== Data records ==

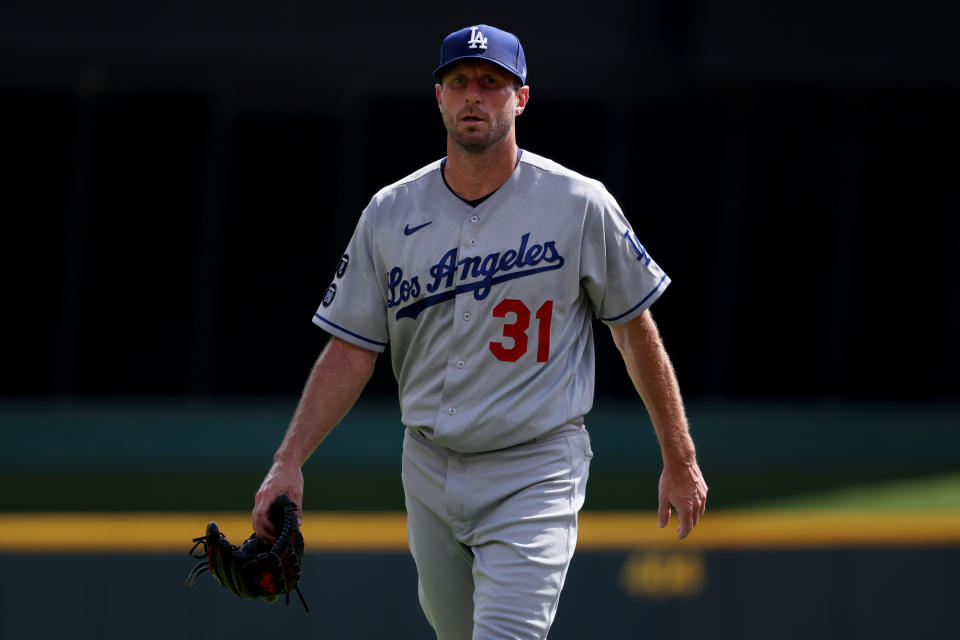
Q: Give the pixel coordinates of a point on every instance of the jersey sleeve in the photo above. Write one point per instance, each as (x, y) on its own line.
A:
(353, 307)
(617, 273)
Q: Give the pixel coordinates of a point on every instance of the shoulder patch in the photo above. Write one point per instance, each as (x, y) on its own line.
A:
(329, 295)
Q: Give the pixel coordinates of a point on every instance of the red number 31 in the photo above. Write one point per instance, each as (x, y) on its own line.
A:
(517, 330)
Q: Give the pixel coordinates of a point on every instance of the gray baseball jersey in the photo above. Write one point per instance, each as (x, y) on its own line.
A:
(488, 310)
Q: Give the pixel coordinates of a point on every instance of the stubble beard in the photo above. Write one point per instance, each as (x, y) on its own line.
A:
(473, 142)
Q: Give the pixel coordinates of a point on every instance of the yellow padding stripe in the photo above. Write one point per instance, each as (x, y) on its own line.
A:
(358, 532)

===
== Data records ==

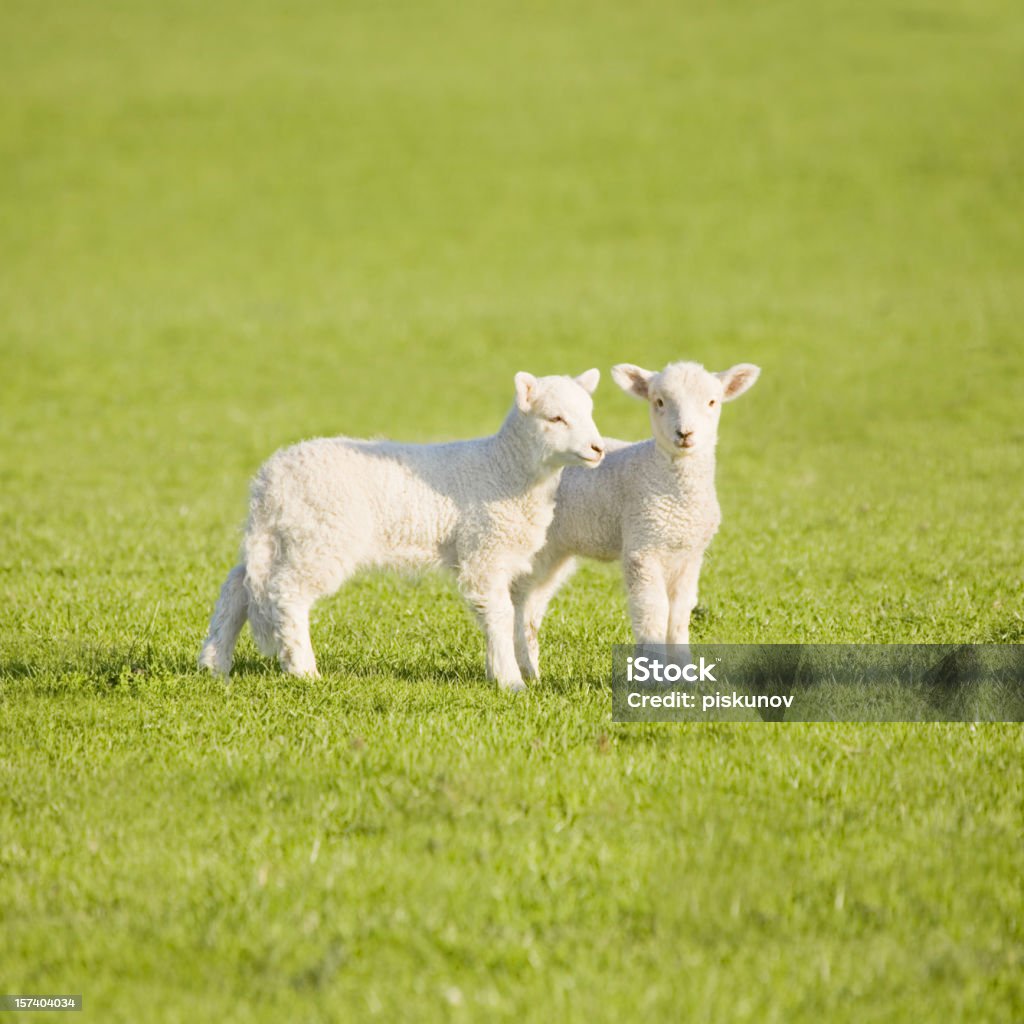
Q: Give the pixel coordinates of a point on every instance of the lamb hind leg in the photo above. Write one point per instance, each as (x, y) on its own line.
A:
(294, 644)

===

**Task to complete:** Pull out every line of the data above that contains the string "jersey", copying each one unchanged and in its original order.

**Solved exercise:**
Q: Give the pixel coordinates of a point on every instance of the jersey sleeve in the photo above. Write one point per instance, each as (x, y) on its own line.
Q: Give the pixel coordinates of a point on every instance of the gray baseball jersey in the photo above. Write one point per instance, each as (x, y) on its own line.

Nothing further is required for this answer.